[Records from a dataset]
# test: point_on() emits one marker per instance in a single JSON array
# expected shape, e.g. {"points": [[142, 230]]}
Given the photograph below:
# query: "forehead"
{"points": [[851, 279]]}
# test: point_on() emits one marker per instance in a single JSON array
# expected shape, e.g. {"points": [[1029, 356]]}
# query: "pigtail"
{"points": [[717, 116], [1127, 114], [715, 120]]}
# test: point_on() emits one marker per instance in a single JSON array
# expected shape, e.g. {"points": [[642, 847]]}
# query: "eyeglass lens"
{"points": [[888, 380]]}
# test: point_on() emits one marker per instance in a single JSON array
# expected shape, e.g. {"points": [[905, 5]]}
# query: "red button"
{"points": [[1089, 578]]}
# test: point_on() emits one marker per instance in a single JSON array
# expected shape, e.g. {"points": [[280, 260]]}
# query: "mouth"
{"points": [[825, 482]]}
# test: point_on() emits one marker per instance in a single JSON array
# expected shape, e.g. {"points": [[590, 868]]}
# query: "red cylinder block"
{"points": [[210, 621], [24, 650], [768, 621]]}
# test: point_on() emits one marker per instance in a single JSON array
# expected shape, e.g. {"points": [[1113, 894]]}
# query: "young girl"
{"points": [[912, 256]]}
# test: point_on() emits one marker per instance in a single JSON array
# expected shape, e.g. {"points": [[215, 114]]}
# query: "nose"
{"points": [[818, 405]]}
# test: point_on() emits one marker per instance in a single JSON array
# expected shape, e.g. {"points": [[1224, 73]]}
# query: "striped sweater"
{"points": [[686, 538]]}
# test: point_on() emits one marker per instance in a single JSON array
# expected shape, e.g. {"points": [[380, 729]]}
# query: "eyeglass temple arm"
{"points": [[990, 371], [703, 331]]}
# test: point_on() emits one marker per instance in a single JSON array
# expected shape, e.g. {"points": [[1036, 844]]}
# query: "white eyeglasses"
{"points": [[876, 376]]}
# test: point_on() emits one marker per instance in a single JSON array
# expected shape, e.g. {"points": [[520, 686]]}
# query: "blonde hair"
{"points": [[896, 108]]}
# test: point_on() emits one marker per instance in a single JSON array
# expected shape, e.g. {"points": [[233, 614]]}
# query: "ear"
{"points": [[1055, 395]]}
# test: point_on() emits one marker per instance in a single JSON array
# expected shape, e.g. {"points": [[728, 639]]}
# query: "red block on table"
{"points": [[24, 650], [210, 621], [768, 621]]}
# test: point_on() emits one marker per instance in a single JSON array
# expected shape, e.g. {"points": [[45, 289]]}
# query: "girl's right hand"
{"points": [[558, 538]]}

What you have to do> Provide all the records again, word for word.

Problem solution>
# test: point_on() emits one marker per instance in a single JSON array
# expected shape, e.g. {"points": [[142, 230]]}
Given the photograph below:
# query: "forehead"
{"points": [[851, 279]]}
# test: point_on() emits one marker per instance in a single JSON array
# expected shape, e.g. {"points": [[1029, 356]]}
# query: "pigtail"
{"points": [[717, 116], [1127, 114], [715, 120]]}
# test: point_on() emits one marker per instance in a single JSON array
# expected shape, e.g. {"points": [[642, 847]]}
# query: "eyeglass lens"
{"points": [[888, 380]]}
# test: point_on() emits one marker per instance in a single JSON array
# expected shape, e.g. {"points": [[905, 5]]}
# query: "red button"
{"points": [[1089, 578]]}
# test: point_on() emits one marker per instance in a single JSON array
# expected shape, e.g. {"points": [[280, 260]]}
# query: "mouth"
{"points": [[825, 482]]}
# test: point_on() emits one marker per instance in a single JSON array
# expected shape, e.g. {"points": [[590, 868]]}
# query: "red cylinder block"
{"points": [[210, 621], [24, 650], [768, 621]]}
# test: point_on() emits one marker per instance in a single JSON array
# expected shape, e.g. {"points": [[1113, 894]]}
# query: "young girl"
{"points": [[912, 256]]}
# test: point_on() emits one marker per instance in a single JSON array
# expected shape, e.g. {"points": [[215, 114]]}
# query: "nose"
{"points": [[818, 405]]}
# test: point_on() emits one marker per instance in a single JSON array
# expected shape, e.g. {"points": [[1224, 73]]}
# query: "striped sweater"
{"points": [[686, 538]]}
# test: point_on() emits one marker per instance in a single JSON array
# expected shape, e.g. {"points": [[380, 729]]}
# query: "eyeglass temple arm"
{"points": [[990, 371], [703, 331]]}
# test: point_on() emits one marker per instance in a single JSON array
# expected shape, e.g. {"points": [[1036, 844]]}
# query: "white eyeglasses"
{"points": [[876, 376]]}
# test: point_on() emits one marker per instance in a single JSON array
# expected shape, e.g. {"points": [[520, 686]]}
# query: "blonde hair"
{"points": [[896, 108]]}
# test: point_on() emits one marker per instance in a single JSON array
# expected shape, e.g. {"points": [[233, 614]]}
# query: "ear"
{"points": [[1055, 395]]}
# test: point_on() emits one marker per instance in a single JSON array
# expected shape, e.g. {"points": [[728, 639]]}
# query: "red block on table"
{"points": [[24, 650], [210, 621], [768, 621]]}
# test: point_on() emits one marker per instance in a single JSON array
# expected shape, e.g. {"points": [[45, 289]]}
# query: "girl's right hand"
{"points": [[558, 538]]}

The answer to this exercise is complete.